# RECORDS SHOWN

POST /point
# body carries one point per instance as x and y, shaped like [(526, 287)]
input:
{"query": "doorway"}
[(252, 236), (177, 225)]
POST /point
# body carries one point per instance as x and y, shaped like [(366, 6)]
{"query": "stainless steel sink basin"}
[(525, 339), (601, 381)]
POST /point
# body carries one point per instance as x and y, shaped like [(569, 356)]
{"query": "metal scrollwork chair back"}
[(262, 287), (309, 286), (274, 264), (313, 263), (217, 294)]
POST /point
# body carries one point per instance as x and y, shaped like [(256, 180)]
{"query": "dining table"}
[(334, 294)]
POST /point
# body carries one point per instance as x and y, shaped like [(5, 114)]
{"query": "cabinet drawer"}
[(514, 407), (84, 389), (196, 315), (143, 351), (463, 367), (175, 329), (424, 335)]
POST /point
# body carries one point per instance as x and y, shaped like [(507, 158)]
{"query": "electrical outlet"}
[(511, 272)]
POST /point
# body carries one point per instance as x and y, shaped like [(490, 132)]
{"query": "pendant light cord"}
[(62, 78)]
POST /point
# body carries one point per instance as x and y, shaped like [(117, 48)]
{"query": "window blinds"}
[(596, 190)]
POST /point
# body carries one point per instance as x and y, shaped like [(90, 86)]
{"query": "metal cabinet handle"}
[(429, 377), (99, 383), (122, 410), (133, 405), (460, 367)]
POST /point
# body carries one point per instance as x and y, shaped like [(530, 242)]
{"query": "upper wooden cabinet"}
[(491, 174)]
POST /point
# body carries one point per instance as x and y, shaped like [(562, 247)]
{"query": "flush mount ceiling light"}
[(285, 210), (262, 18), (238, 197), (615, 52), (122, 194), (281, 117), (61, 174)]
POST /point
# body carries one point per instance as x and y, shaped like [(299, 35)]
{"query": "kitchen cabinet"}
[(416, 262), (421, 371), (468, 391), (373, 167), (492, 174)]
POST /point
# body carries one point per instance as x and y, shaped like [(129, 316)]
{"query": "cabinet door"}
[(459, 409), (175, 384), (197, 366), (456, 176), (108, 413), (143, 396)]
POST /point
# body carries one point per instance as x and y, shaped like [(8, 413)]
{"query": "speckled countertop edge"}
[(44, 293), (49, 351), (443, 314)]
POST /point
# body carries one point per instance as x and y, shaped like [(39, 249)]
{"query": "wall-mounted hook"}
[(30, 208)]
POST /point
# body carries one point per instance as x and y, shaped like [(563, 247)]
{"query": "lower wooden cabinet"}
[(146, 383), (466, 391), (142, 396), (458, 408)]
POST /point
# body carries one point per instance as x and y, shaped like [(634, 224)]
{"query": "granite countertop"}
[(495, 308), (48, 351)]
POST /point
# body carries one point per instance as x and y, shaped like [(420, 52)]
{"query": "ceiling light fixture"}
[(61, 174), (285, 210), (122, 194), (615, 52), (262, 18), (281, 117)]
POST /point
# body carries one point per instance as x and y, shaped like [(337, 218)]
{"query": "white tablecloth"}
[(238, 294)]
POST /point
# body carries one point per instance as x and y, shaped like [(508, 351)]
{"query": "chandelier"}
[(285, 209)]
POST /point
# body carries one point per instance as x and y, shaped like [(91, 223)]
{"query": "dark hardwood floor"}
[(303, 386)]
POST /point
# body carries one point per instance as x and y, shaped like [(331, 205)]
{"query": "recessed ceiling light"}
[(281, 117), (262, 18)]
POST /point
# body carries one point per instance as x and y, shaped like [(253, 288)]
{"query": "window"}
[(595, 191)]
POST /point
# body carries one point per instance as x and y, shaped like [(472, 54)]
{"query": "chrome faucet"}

# DO THIS
Copy the records word for word, from their first line through the line that holds "[(596, 190)]", including both ends.

# EXERCISE RESPONSE
POST /point
# body carries one point per instance as x and y, shaped like [(526, 287)]
input:
{"query": "doorway"}
[(252, 236), (177, 225)]
POST /point
# body carries one point per instance as x and y, shaped like [(366, 6)]
{"query": "stainless steel sink basin"}
[(525, 339), (601, 381)]
POST /point
# body carries one point per instance as x and y, shaped like [(569, 356)]
{"query": "metal scrollwork chair back"}
[(262, 287), (309, 286), (274, 264), (313, 263), (217, 294)]
POST /point
# body carries one point per instance as x and y, shaped like [(256, 180)]
{"query": "dining table"}
[(334, 294)]
POST /point
# body carries one point per instance as x and y, shaped like [(5, 114)]
{"query": "cabinet drawer"}
[(514, 407), (84, 389), (196, 315), (143, 351), (463, 367), (175, 329), (424, 335)]
POST /point
# body carries one point per instance as x and y, shaped like [(507, 158)]
{"query": "electrical outlet"}
[(511, 272)]
POST /point
# body carries one point per instance as x and y, shaped like [(490, 132)]
{"query": "pendant light cord"}
[(62, 78)]
POST /point
# body carries one point per instance as x and y, shaped like [(117, 48)]
{"query": "window blinds"}
[(596, 190)]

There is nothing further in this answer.